### Given passage

The current portfolio managers of the Fund are identified below. Each individual is employed by Tandem and is expected to continue in his portfolio manager role with Tandem.
Name and Address | Principal Occupation |
John B. Carew | Founder, Chief Executive Officer, President and Portfolio Manager |
William "Billy" L Little, jr. CFA | Co-Chief Investment Officer, Senior Vice President and Portfolio Manager |
Benjamin "Ben" G. Carew, CFA | Co-Chief Investment Officer,Vice President and Portfolio Manager |
Jordan Watson, CFA, CMT | Managing Director, Associate Portolio Manager |
John B. Carew
President & Founder
John Carew is a shareholder, President, and Portfolio Manager for Tandem. After beginning his career in 1985 with Thomson McKinnon Securities, Inc., Mr. Carew founded Tandem in 1990. Mr. Carew is a frequent guest speaker on topics including dividend growth strategies, low volatility equity investing, and general market history and overview. Mr. Carew is a past National Board Member and Regional Board Chair for Recording for the Blind & Dyslexic (now Learning Ally), a non-profit organization dedicated to providing access to the written word. Mr. Carew is a graduate of the University of Virginia with a Bachelor of Arts in Economics.

### Given exercise A
List every line of the entries below that contains the word "blue", copying each line in full. Case counts.
### Given exercise B
Continue the passage above about the Fund's portfolio managers, starting right after its final sentence.

(Coordinate labeling data)
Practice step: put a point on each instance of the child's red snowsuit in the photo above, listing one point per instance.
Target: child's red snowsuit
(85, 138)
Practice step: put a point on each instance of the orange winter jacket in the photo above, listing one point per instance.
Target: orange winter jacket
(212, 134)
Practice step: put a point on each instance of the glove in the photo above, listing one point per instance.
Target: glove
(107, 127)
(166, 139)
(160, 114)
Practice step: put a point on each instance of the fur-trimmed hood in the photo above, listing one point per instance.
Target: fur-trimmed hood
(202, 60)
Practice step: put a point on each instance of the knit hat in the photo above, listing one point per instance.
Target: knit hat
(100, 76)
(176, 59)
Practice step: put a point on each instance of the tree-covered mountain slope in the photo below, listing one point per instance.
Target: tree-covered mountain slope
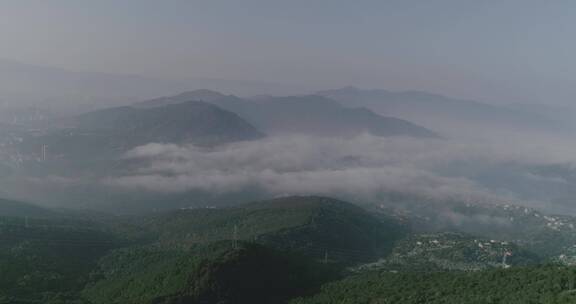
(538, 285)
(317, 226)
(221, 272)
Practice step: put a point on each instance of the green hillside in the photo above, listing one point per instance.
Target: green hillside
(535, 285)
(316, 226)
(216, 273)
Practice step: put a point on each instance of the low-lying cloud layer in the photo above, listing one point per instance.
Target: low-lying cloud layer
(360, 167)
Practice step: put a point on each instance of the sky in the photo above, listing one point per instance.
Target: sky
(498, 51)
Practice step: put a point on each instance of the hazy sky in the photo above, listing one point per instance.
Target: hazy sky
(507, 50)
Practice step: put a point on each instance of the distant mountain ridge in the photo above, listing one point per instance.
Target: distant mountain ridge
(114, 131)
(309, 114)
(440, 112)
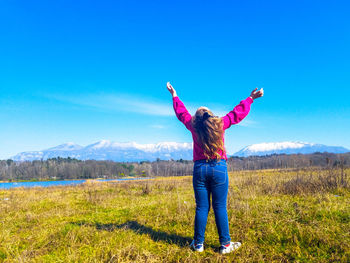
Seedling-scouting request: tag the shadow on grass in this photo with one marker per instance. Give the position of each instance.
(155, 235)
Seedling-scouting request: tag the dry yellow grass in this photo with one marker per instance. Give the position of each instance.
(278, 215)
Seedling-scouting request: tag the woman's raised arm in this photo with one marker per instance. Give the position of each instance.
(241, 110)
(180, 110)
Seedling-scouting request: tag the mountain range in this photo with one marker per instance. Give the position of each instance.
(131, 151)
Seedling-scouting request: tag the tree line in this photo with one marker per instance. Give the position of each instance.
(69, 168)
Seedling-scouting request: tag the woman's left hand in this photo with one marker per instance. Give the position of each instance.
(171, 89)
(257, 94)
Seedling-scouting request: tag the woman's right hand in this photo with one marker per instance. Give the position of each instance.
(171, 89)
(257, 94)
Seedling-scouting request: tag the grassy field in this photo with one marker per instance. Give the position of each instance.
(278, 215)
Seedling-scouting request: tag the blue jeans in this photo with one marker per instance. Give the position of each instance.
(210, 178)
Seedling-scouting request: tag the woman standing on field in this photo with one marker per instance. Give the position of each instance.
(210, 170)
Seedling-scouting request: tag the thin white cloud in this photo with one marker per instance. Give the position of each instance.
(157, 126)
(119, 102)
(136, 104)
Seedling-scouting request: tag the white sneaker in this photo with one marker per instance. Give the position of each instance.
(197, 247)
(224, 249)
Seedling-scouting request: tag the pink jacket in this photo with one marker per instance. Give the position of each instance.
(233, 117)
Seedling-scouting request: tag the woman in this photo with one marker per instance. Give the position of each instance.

==

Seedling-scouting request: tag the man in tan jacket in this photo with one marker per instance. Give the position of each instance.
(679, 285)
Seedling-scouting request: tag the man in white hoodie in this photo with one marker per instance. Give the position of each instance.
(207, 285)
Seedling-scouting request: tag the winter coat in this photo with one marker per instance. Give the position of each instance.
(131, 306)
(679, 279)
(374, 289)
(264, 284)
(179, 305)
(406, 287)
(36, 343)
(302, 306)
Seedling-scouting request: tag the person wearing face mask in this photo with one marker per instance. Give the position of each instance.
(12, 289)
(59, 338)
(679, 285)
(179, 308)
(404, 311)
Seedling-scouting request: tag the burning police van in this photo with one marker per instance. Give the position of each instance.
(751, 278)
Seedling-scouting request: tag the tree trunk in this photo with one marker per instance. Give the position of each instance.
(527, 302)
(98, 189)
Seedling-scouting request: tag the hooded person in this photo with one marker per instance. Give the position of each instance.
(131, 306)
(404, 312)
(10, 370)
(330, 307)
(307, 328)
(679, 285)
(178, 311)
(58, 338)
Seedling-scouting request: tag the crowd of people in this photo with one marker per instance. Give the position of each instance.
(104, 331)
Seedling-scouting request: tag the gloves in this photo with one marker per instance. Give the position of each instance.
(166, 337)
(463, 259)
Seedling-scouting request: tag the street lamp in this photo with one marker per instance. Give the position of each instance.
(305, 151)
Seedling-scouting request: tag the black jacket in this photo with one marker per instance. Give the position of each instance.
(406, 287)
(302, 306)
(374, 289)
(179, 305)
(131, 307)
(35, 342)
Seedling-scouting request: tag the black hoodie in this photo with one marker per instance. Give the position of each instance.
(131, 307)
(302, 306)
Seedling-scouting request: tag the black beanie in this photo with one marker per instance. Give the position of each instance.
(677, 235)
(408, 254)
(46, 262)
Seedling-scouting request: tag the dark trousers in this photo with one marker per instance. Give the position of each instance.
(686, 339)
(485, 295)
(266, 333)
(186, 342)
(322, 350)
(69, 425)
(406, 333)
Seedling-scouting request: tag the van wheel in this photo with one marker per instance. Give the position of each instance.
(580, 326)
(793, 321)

...

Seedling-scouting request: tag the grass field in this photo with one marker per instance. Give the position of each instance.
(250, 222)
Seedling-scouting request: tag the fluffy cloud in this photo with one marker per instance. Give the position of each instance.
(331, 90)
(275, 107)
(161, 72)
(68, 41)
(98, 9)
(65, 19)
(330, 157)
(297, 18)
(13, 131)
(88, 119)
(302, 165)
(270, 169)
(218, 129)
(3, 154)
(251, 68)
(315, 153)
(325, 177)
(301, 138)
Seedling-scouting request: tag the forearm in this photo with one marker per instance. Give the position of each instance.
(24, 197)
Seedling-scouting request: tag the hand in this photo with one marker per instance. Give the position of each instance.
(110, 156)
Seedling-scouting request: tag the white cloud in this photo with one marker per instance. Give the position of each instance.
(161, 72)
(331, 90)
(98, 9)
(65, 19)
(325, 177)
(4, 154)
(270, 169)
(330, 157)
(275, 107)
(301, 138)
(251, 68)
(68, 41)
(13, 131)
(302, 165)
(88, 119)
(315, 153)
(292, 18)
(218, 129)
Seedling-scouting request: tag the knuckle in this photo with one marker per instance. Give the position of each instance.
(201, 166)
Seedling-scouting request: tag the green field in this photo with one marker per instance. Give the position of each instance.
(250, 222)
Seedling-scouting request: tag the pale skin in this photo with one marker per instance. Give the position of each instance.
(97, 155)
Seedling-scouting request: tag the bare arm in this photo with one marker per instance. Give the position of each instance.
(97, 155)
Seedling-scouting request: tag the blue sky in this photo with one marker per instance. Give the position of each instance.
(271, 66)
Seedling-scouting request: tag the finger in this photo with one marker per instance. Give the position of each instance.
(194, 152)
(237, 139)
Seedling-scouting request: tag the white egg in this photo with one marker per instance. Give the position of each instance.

### Answer A
Seedling-scouting request: tag the blue jeans in this photo with one marker per instance. Give the position of each instance.
Seedling-scouting request: tag the blue sky in this photo with one marker per instance. Give the position of each instance.

### Answer B
William "Billy" L. Little, Jr., CFA
Senior Vice President
Billy Little is a shareholder, Senior Vice President, and Portfolio Manager for Tandem. Mr. Little began his career in the investment industry in 2004, as a Financial Advisor with Ameriprise Financial in Baltimore, Maryland. Mr. Little joined Tandem in 2006. Mr. Little oversees Tandem's corporate financials, including business planning, budgeting, and vendor negotiations. Mr. Little also directs Tandem's quantitative and fundamental research. He is a regular member of the CFA Institute and past President of the CFA Society South Carolina. Mr. Little graduated from the College of Charleston with a Bachelor of Arts in Business Administration with a concentration in Finance.
Benjamin "Ben" G. Carew, CFA
Vice President
Ben Carew is a shareholder, Vice President, and Portfolio Manager for Tandem. Mr. Carew joined Tandem in 2013. Mr. Carew manages Tandem's trading desk, overseeing day-to-day investment operations, including trading, quantitative and fundamental research, and portfolio management. Mr. Carew also oversees Tandem's internship program. Mr. Carew is a regular member of the CFA Institute and the CFA Society South Carolina. Mr. Carew currently serves as the Vice Chair for College of Charleston's School of Business Investment Program, a student program seeking to provide the opportunity for a select group of students to distinguish themselves academically, professionally, and personally. Mr. Carew is a graduate of the College of Charleston's School of Business, earning a Bachelor of Arts in Economics with a minor in Finance.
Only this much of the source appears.